▶ [Description of the task] Rewrite the stretch from the line containing "Using the scene above, find hut" through the line containing "[88,54,96,64]", substituting "black jacket" for "dark jacket" and leaving everything else unchanged.

▶ [Box-labeled dataset extracts]
====================
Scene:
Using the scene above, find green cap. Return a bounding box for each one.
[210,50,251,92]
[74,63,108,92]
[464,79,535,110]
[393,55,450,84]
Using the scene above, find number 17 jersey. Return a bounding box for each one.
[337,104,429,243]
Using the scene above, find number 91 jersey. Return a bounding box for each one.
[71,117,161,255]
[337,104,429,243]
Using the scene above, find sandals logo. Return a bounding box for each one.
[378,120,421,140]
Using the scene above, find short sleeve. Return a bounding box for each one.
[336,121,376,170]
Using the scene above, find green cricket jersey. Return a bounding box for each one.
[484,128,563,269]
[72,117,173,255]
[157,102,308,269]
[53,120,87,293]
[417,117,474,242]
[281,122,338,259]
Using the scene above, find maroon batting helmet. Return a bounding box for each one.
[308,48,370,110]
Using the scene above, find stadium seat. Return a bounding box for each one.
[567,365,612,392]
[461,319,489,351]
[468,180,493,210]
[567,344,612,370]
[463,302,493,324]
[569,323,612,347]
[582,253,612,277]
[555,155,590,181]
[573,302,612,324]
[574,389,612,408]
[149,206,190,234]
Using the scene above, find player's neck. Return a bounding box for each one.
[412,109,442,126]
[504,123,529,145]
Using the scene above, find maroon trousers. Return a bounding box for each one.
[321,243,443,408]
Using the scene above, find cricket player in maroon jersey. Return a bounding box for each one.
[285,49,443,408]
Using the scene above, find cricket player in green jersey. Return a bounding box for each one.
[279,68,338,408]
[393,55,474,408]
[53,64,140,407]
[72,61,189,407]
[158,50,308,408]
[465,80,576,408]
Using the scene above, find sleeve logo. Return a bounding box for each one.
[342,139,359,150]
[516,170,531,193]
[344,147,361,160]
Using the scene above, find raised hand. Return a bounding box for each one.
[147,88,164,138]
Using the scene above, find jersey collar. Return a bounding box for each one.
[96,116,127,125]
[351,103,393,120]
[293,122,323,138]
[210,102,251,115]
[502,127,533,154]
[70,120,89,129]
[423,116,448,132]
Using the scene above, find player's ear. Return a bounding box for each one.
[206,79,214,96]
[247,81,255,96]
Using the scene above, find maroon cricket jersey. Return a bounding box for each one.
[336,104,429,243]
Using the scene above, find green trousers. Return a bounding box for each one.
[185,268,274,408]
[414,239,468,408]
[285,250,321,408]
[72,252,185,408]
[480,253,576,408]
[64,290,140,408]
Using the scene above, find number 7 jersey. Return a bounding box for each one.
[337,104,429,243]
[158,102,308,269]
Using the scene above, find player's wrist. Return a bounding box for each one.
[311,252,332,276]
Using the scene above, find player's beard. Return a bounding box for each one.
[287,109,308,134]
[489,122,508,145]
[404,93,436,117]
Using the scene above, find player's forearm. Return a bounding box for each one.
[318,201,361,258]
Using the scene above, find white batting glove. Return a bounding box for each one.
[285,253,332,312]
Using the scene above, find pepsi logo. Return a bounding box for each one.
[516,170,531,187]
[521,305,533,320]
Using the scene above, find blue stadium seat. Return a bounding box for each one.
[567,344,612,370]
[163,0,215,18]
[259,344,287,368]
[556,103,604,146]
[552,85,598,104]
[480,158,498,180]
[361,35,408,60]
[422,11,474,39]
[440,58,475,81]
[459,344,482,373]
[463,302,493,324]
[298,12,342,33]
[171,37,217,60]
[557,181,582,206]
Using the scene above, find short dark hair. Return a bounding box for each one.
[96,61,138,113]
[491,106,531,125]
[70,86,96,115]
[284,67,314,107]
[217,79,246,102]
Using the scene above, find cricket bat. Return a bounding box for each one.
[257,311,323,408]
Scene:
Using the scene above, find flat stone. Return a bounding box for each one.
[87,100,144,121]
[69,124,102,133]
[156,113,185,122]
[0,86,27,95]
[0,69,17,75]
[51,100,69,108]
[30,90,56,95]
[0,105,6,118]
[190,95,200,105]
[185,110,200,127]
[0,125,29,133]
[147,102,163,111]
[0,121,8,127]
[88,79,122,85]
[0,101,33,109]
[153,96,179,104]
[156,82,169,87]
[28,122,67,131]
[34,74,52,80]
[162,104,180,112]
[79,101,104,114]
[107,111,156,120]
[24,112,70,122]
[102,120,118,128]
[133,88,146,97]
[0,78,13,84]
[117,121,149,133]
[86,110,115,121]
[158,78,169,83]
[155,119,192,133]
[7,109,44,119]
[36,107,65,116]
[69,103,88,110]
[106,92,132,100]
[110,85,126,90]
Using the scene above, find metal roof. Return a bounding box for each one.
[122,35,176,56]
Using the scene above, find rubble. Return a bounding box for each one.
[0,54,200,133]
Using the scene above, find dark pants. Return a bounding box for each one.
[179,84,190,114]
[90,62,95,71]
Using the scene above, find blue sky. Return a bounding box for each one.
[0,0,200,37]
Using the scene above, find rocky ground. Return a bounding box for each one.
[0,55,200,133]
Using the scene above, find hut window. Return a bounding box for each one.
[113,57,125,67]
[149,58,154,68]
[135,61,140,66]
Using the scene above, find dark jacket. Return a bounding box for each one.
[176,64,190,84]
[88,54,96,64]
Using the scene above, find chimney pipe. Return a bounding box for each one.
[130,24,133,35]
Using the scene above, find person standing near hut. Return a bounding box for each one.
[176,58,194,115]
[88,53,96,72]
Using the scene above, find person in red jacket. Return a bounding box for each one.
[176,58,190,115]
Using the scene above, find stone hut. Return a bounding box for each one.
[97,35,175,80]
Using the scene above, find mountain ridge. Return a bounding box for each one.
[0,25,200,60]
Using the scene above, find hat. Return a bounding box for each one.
====================
▶ [Exercise result]
Using the scene above, find hut window. Return a bounding box for each one.
[113,57,125,67]
[149,58,154,68]
[135,61,140,66]
Using the scene above, find black jacket. Return a bounding box for each one.
[176,64,190,84]
[88,54,96,64]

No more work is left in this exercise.